[PAGE EXTRACT]
start
Warrant Required for GPS Tracking, Court Rules

The next time the police think about slapping a GPS tracking device on your car, they may be required to have a search warrant in their hands beforehand. In an opinion issued Friday, a D.C. Circuit U.S. Court of Appeals determined that unwarranted and prolonged GPS surveillance violates constitutionally mandated protections against unreasonable searches.
Federal prosecutors used evidence from GPS tracking devices to convict two D.C.-area nightclub owners, Antoine Jones and Lawrence Maynard, on narcotics charges. The government had argued that the suspects should never have had a reasonable expectation of privacy, since the GPS technology only tracked actions that the men committed in public. The three judge panel, however, saw things differently. "Society recognizes Jones's expectation of privacy in his movements over the course of a month as reasonable, and the use of the GPS device to monitor those movements defeated that reasonable expectation," the court wrote.
Arthur Spitzer of the D.C. ACLU, on the other hand, was effusive in his praise of the court. "This case is really a big step toward bringing the Fourth Amendment into the 21st century," Spitzer says. "The technology of the 21st century needs to be judged on its own terms, and not in terms of what some early 20th-century technologies meant."
end
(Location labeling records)
start
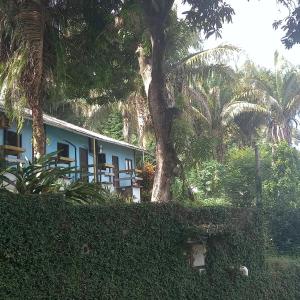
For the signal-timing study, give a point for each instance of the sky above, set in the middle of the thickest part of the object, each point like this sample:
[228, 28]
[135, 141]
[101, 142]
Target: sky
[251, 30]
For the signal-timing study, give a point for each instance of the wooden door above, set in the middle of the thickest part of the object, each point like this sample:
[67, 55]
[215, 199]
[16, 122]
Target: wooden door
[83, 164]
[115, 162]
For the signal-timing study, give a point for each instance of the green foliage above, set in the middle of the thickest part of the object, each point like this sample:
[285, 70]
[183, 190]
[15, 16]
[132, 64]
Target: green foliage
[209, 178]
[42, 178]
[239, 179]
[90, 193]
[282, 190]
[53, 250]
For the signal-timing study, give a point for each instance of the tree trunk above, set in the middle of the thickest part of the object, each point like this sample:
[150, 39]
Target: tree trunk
end
start
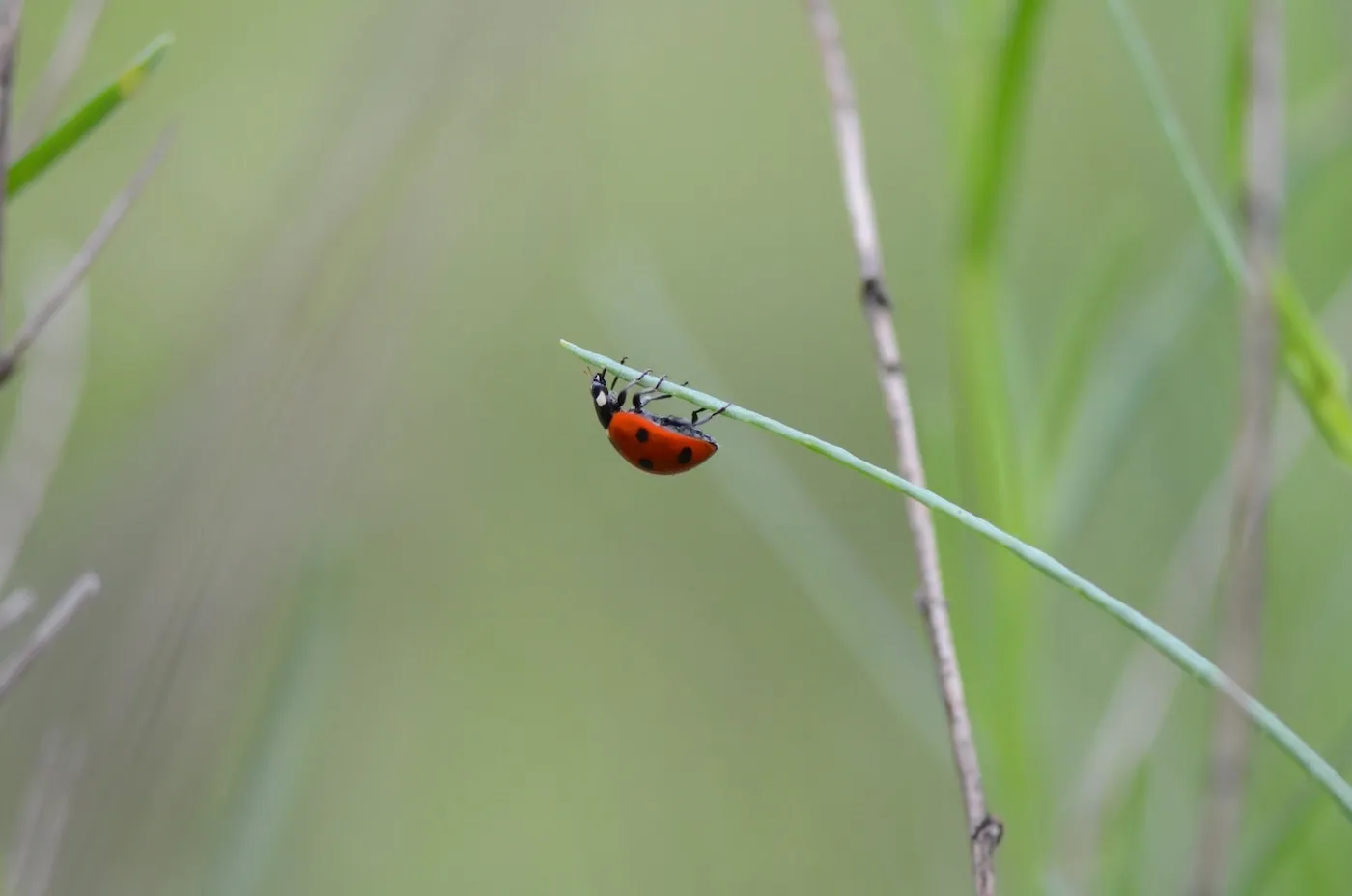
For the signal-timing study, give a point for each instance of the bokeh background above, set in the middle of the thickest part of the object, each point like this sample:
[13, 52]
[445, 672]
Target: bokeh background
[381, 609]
end
start
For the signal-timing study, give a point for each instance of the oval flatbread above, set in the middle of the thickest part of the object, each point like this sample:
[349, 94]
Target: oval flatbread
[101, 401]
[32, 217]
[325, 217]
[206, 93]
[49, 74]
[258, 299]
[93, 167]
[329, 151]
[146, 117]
end
[WHAT THIS EXERCISE ASKS]
1. Please condense the paragraph of the GPS tracking article that begins "Federal prosecutors used evidence" into a short list that keeps its main facts.
2. Reproduce the stretch of the GPS tracking article from "Federal prosecutors used" through "the court wrote.", changing "nightclub owners" to "club owners".
3. Carry the GPS tracking article forward from its final sentence.

[OUTPUTS BY TASK]
1.
- Federal prosecutors used evidence from GPS tracking devices to convict two D.C.-area nightclub owners, Antoine Jones and Lawrence Maynard, on narcotics charges.
- The government argued the men had no reasonable expectation of privacy, since the devices tracked only what they did in public.
- The three-judge panel disagreed. It held that society recognizes Jones's expectation of privacy in his movements over a month as reasonable, and that GPS monitoring of those movements defeated it.

2.
Federal prosecutors used evidence from GPS tracking devices to convict two D.C.-area club owners, Antoine Jones and Lawrence Maynard, on narcotics charges. The government had argued that the suspects should never have had a reasonable expectation of privacy, since the GPS technology only tracked actions that the men committed in public. The three judge panel, however, saw things differently. "Society recognizes Jones's expectation of privacy in his movements over the course of a month as reasonable, and the use of the GPS device to monitor those movements defeated that reasonable expectation," the court wrote.

3.
The Appeals Court's ruling may set an important precedent, but, as Ars Technica points out, legislation on GPS surveillance still varies across states. A Wisconsin court, for example, ruled in 2009 that warrantless GPS tracking didn't violate the Constitution, while a New York Court of Appeals decided otherwise. All signs are thus pointing to a showdown at the feet of the Supreme Court, which, as the Washington Post notes, hasn't ruled on a similar electronic surveillance case since 1983, during the age of beepers.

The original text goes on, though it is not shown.